- _Job_:
Gather every line in the items below that contains the word "bumper" and copy each one out. Match the case exactly.

* * * * *

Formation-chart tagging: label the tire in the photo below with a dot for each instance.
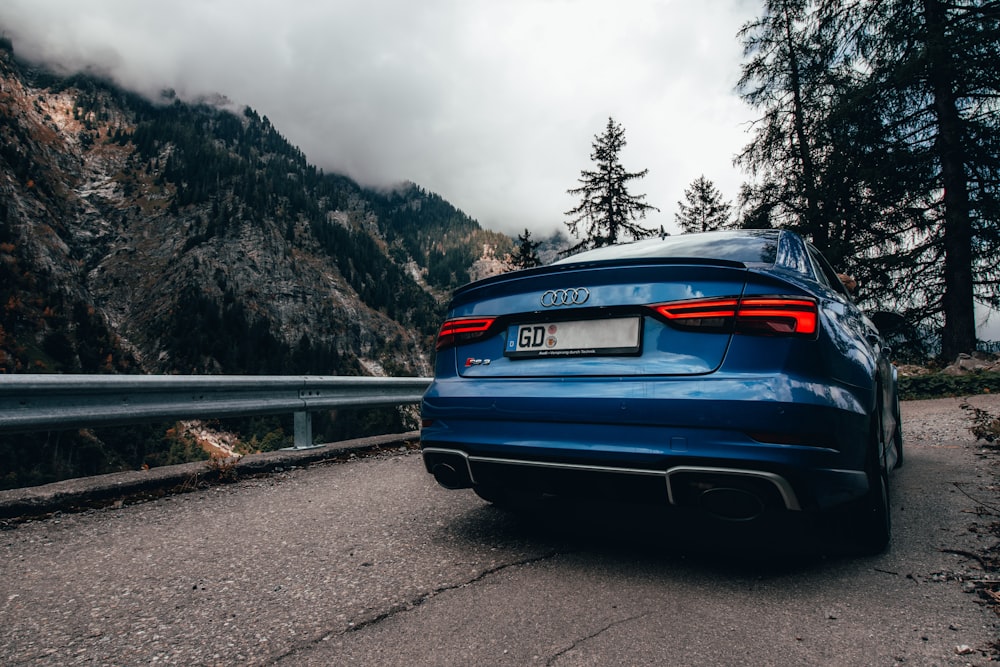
(897, 436)
(873, 517)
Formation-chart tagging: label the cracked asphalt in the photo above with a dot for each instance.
(368, 562)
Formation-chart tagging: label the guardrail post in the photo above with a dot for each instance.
(303, 430)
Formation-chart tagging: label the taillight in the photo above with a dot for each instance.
(462, 330)
(762, 316)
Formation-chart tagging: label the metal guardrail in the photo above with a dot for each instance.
(43, 402)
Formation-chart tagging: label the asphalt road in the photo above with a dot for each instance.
(368, 562)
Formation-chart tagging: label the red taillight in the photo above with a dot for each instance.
(463, 329)
(765, 316)
(777, 316)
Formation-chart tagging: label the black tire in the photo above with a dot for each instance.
(873, 517)
(897, 436)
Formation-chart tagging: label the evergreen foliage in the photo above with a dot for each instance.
(607, 211)
(705, 210)
(879, 141)
(526, 255)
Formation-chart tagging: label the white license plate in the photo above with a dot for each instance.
(574, 338)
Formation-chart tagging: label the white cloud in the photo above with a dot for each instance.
(492, 105)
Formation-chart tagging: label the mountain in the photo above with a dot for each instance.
(166, 237)
(141, 236)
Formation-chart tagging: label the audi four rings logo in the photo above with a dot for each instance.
(570, 297)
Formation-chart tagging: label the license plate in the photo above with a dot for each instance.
(574, 338)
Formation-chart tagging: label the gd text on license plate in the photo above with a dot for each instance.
(574, 338)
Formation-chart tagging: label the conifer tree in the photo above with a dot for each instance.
(607, 210)
(526, 254)
(705, 210)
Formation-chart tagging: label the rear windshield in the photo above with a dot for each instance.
(746, 246)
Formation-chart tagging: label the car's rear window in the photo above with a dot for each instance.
(746, 246)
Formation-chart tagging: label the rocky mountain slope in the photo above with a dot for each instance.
(140, 236)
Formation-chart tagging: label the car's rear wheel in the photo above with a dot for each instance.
(897, 435)
(874, 520)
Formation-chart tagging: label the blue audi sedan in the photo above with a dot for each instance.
(728, 372)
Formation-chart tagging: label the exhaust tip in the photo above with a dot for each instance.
(731, 504)
(446, 475)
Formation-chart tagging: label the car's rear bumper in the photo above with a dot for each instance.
(796, 451)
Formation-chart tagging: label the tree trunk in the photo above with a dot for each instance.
(959, 334)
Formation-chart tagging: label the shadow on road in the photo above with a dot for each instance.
(769, 545)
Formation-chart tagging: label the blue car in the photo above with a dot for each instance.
(726, 371)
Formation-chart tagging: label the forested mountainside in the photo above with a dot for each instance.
(168, 237)
(142, 237)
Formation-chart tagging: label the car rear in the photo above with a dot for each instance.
(685, 380)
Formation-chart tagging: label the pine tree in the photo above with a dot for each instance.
(879, 140)
(526, 255)
(607, 209)
(705, 210)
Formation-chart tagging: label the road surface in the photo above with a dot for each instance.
(368, 562)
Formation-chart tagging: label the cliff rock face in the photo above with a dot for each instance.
(168, 237)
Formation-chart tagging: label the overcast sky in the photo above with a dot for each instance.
(492, 104)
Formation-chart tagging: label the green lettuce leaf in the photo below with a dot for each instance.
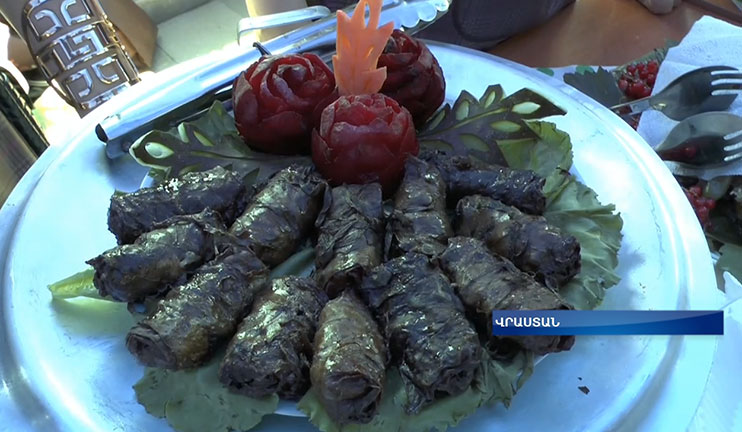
(549, 155)
(78, 285)
(473, 126)
(495, 381)
(200, 145)
(575, 209)
(195, 400)
(600, 85)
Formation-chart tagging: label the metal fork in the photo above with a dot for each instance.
(711, 88)
(706, 145)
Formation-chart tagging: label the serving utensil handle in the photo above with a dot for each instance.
(76, 48)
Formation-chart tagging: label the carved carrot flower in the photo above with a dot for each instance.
(363, 136)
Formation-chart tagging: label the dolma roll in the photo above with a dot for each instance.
(272, 349)
(530, 242)
(463, 175)
(348, 369)
(485, 282)
(419, 222)
(282, 214)
(157, 259)
(350, 241)
(196, 316)
(132, 214)
(430, 339)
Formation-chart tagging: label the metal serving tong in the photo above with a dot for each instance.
(193, 91)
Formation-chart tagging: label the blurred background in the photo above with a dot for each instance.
(161, 34)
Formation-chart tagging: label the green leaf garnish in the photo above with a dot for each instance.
(195, 400)
(600, 85)
(574, 208)
(488, 119)
(209, 141)
(78, 285)
(730, 259)
(577, 211)
(495, 381)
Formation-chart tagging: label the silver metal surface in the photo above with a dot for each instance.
(282, 18)
(64, 365)
(711, 88)
(76, 48)
(705, 145)
(196, 82)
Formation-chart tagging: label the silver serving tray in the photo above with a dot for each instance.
(60, 373)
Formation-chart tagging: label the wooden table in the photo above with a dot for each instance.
(604, 32)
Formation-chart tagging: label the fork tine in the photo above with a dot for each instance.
(732, 157)
(726, 75)
(734, 141)
(726, 86)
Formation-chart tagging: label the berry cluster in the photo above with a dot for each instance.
(701, 204)
(638, 79)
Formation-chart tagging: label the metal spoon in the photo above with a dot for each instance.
(711, 88)
(705, 146)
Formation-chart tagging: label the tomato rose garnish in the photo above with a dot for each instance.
(414, 77)
(278, 99)
(362, 139)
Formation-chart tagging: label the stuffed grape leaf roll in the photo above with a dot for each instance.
(157, 259)
(348, 369)
(430, 339)
(132, 214)
(272, 349)
(350, 241)
(282, 214)
(485, 282)
(194, 317)
(419, 221)
(530, 242)
(522, 189)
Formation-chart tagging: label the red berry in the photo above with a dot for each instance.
(646, 91)
(653, 67)
(636, 90)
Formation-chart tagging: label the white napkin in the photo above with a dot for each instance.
(710, 42)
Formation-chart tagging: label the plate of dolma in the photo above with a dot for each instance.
(68, 365)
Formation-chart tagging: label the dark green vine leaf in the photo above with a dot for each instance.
(473, 126)
(195, 400)
(495, 381)
(600, 85)
(210, 141)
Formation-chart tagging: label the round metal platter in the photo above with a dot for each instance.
(64, 364)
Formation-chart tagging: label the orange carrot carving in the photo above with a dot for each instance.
(358, 50)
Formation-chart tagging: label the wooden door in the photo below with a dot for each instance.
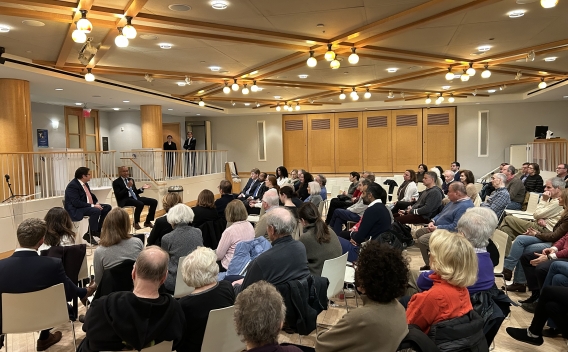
(377, 141)
(348, 141)
(321, 143)
(406, 139)
(295, 141)
(439, 137)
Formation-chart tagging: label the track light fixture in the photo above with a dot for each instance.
(353, 58)
(330, 54)
(89, 76)
(312, 61)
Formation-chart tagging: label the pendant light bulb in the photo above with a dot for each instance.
(486, 73)
(353, 58)
(89, 77)
(129, 31)
(235, 86)
(312, 62)
(450, 74)
(330, 54)
(84, 25)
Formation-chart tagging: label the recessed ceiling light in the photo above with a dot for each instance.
(516, 13)
(179, 7)
(33, 23)
(219, 4)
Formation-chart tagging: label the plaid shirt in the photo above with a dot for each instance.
(498, 201)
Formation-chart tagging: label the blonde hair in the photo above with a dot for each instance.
(453, 258)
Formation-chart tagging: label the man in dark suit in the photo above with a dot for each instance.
(80, 201)
(126, 193)
(25, 271)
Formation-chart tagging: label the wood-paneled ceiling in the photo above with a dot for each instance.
(268, 41)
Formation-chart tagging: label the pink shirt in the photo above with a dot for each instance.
(237, 232)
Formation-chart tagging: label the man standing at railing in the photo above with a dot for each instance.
(127, 194)
(80, 202)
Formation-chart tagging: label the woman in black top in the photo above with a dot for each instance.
(205, 209)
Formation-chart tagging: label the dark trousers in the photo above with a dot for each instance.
(553, 304)
(139, 206)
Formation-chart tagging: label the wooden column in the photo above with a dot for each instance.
(151, 120)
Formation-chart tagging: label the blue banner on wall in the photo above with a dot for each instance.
(42, 140)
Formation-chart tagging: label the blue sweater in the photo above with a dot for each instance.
(452, 212)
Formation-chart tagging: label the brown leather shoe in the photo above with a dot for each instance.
(54, 338)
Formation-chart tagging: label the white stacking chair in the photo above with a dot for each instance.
(181, 289)
(220, 334)
(35, 311)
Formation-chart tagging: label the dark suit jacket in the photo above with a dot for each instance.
(189, 145)
(121, 192)
(76, 198)
(26, 271)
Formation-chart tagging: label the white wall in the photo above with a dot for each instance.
(508, 124)
(238, 135)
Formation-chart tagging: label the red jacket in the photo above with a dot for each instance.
(442, 302)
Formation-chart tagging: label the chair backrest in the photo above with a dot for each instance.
(220, 334)
(181, 289)
(334, 270)
(34, 311)
(500, 239)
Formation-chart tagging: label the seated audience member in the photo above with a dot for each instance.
(199, 270)
(60, 231)
(25, 271)
(282, 176)
(322, 181)
(183, 240)
(448, 179)
(161, 225)
(225, 187)
(515, 187)
(314, 192)
(499, 199)
(117, 243)
(407, 192)
(205, 209)
(259, 316)
(240, 230)
(422, 168)
(426, 206)
(286, 195)
(320, 241)
(533, 241)
(534, 182)
(380, 323)
(446, 220)
(454, 263)
(269, 202)
(353, 213)
(285, 261)
(138, 319)
(376, 220)
(551, 305)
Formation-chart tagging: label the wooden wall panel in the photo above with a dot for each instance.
(295, 141)
(439, 136)
(406, 139)
(348, 145)
(321, 143)
(377, 141)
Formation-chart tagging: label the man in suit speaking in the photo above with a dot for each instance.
(80, 201)
(126, 194)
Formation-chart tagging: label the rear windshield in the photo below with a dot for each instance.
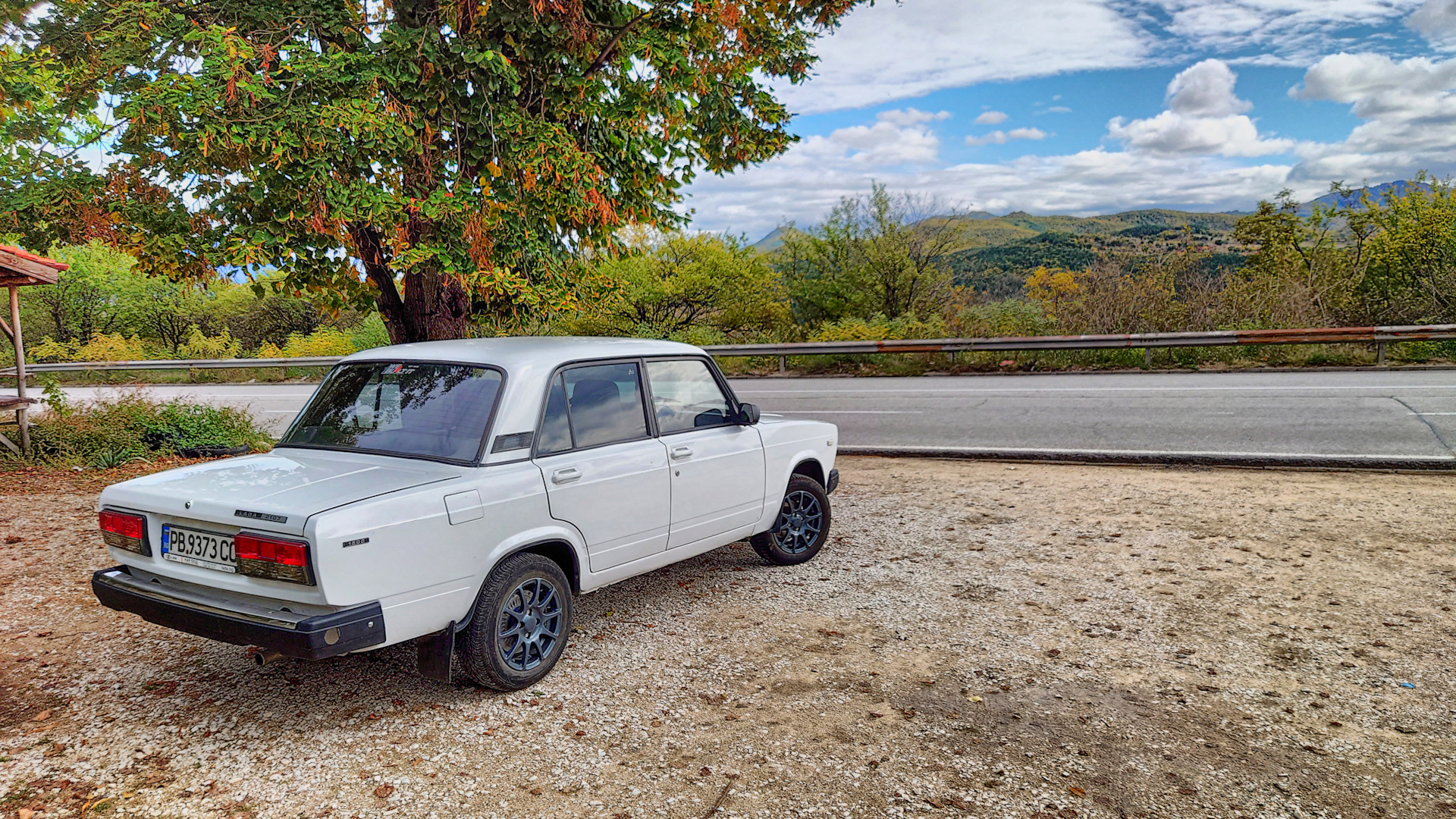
(400, 409)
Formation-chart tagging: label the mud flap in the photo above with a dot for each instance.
(437, 654)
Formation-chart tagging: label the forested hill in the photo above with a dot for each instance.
(998, 253)
(983, 229)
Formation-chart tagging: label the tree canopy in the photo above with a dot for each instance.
(441, 159)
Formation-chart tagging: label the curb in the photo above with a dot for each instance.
(1128, 458)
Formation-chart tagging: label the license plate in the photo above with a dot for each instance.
(196, 547)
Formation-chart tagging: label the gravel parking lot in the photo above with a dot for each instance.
(981, 639)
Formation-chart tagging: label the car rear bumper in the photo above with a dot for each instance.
(305, 637)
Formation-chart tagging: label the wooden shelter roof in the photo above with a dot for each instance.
(19, 268)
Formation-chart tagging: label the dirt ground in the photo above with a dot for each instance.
(979, 640)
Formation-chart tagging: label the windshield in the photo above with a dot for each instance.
(402, 409)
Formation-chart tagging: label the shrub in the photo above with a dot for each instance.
(199, 346)
(325, 341)
(878, 328)
(128, 426)
(102, 347)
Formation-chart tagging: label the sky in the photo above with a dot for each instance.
(1084, 107)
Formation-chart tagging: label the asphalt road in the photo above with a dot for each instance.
(1376, 419)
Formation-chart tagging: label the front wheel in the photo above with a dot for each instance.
(802, 525)
(520, 624)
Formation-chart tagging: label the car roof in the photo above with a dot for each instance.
(525, 350)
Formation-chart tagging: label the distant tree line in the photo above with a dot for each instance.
(880, 265)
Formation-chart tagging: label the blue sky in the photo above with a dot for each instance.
(1101, 105)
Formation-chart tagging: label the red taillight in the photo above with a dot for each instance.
(124, 531)
(271, 557)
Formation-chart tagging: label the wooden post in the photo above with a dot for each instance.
(22, 416)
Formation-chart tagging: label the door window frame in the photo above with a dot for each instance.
(712, 371)
(642, 395)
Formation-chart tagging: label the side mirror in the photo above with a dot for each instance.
(747, 414)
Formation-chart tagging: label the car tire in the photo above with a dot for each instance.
(520, 624)
(801, 528)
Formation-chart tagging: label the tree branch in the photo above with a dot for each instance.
(606, 53)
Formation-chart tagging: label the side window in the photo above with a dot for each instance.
(555, 428)
(604, 404)
(685, 395)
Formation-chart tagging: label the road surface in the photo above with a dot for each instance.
(1401, 419)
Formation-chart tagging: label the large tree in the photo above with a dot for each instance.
(440, 159)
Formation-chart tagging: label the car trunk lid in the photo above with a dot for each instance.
(275, 491)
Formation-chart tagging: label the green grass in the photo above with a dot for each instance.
(128, 428)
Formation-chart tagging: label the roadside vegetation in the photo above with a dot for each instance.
(131, 428)
(880, 265)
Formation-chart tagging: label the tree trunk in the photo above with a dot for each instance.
(436, 306)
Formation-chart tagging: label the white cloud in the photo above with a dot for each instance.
(1206, 89)
(1291, 33)
(905, 50)
(902, 50)
(1435, 20)
(1203, 117)
(1408, 111)
(880, 145)
(802, 187)
(910, 117)
(1002, 137)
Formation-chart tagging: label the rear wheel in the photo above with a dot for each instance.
(520, 624)
(801, 526)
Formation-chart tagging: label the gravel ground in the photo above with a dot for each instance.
(979, 639)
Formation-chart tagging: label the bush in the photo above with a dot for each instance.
(324, 341)
(102, 347)
(130, 426)
(199, 346)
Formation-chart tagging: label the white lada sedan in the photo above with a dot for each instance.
(459, 494)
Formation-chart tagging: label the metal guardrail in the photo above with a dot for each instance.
(1378, 335)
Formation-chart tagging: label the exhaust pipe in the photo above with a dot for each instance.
(265, 656)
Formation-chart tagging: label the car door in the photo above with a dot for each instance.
(604, 471)
(717, 464)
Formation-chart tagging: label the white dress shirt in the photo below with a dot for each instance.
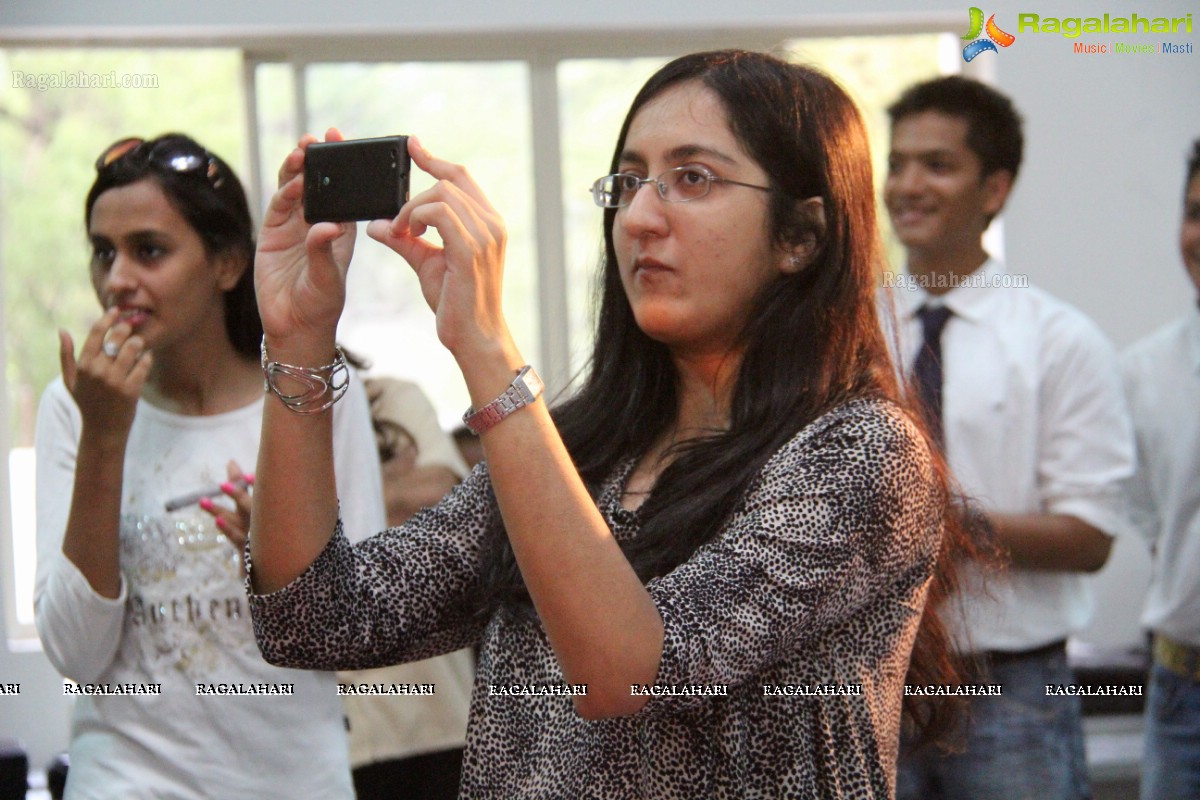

* * * * *

- _The reply_:
Formation-chart tagging: label the car's rear bumper in the photo above with a dot for each instance.
Formation-chart tagging: label the car rear bumper in the photo above with a dot for each instance.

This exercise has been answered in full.